-- BEGIN Input material --
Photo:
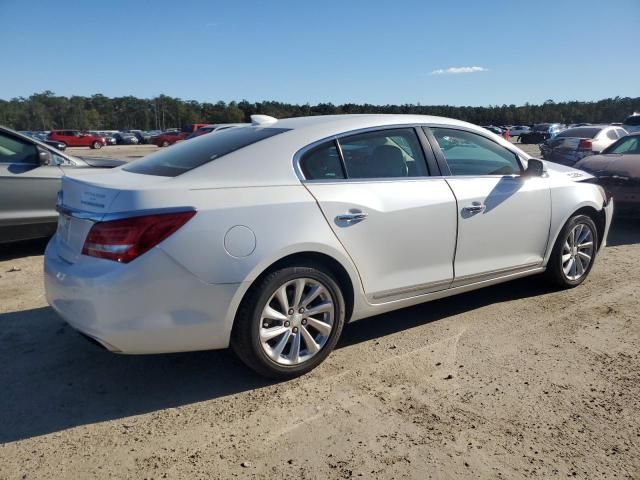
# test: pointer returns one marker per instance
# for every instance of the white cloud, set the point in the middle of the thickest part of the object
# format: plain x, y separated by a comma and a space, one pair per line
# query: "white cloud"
456, 70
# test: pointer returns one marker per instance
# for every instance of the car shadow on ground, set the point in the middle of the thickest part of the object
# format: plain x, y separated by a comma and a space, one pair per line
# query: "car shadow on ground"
53, 379
27, 248
624, 231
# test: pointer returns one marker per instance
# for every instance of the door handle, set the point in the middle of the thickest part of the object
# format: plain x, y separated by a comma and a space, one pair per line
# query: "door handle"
352, 217
475, 208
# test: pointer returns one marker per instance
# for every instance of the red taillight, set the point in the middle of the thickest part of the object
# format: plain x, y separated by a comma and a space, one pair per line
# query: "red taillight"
123, 240
585, 144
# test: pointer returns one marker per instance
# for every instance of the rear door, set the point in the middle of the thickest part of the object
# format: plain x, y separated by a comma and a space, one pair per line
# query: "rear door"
28, 190
503, 216
396, 222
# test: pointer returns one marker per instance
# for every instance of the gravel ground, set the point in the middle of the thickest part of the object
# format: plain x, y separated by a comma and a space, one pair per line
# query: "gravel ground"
512, 381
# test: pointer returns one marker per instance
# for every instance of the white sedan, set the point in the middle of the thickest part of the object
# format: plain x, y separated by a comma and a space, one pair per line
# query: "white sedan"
269, 238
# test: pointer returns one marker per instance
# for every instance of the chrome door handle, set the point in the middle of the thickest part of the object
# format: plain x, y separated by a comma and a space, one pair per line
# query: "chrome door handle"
474, 208
352, 217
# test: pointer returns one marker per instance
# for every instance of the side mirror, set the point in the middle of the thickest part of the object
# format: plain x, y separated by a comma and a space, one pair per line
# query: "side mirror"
44, 156
535, 168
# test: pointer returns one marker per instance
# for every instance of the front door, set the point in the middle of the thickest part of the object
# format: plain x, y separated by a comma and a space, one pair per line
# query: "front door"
503, 216
397, 224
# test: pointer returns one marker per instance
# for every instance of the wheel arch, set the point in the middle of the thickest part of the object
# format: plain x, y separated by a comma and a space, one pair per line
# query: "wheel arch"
330, 263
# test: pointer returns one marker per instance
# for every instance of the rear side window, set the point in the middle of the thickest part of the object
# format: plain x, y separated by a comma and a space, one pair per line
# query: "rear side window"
322, 163
186, 156
468, 153
384, 154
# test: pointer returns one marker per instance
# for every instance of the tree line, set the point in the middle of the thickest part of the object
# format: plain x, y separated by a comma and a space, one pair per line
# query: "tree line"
46, 111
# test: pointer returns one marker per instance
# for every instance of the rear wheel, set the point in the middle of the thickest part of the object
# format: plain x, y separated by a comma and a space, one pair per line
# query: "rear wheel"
289, 322
574, 252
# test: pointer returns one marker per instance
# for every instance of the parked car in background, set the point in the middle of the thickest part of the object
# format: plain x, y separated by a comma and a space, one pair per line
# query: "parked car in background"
617, 169
540, 132
214, 128
168, 138
124, 138
30, 173
493, 129
632, 123
76, 138
269, 238
574, 144
42, 138
518, 130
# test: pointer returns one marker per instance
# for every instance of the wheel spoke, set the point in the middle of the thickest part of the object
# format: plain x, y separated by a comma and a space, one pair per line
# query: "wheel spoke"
312, 295
320, 308
267, 334
322, 327
273, 314
282, 298
310, 343
299, 290
279, 347
585, 256
294, 354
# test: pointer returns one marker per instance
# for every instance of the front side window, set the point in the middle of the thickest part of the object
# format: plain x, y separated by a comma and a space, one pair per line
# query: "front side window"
468, 153
15, 150
322, 163
384, 154
627, 145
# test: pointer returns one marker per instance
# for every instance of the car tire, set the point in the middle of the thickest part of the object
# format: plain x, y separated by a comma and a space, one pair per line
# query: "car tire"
574, 252
261, 315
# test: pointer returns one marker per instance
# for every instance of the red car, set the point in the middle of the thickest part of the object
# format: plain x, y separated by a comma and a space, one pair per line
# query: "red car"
168, 138
76, 138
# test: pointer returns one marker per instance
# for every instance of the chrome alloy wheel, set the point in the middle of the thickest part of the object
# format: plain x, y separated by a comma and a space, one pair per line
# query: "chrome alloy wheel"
297, 321
577, 251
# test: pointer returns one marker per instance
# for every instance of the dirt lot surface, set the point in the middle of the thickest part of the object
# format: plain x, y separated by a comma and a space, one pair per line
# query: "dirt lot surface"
512, 381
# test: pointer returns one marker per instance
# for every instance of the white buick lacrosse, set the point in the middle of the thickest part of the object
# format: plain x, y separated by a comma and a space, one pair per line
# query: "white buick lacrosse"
269, 238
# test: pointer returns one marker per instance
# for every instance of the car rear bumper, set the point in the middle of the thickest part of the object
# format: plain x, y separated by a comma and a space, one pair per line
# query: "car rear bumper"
151, 305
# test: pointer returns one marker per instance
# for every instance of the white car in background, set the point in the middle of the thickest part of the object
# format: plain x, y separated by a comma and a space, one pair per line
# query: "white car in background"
269, 238
518, 130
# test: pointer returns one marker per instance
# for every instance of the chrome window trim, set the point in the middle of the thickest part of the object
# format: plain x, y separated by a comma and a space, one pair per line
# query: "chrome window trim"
107, 217
335, 138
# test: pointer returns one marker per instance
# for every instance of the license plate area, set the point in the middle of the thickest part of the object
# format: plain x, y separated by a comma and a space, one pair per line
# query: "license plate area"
71, 234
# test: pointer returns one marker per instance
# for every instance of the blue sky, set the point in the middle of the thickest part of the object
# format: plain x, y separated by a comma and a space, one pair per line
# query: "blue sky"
379, 52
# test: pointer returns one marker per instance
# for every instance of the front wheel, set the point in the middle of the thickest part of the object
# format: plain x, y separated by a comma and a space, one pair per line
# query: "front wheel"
289, 322
574, 252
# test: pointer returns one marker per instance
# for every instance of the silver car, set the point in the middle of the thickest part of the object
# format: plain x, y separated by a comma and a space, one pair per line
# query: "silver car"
30, 174
269, 238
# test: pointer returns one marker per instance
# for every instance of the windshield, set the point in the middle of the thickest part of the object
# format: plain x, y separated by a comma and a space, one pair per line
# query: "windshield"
581, 132
186, 156
628, 145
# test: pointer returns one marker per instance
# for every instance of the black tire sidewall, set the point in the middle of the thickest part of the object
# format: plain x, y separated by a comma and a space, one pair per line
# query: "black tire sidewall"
255, 356
555, 269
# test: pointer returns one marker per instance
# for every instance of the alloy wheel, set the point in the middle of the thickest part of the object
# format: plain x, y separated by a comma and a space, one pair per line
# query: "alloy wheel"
297, 321
577, 251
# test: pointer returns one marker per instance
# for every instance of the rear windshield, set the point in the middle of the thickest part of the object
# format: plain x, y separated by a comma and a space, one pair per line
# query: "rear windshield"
193, 153
580, 132
633, 120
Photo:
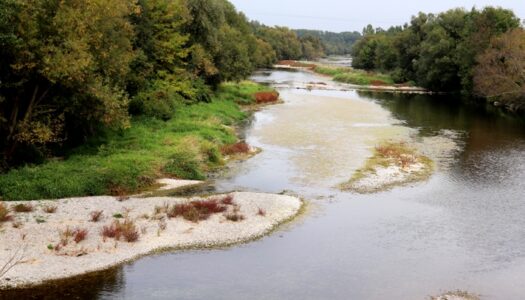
-- END Input material --
Pick out and copy every line of the material above that contains the word "cloud", matching case exactly.

# for every instance of the white cloud, set the point in the middle of the thickest part of the object
# query: "white cloud"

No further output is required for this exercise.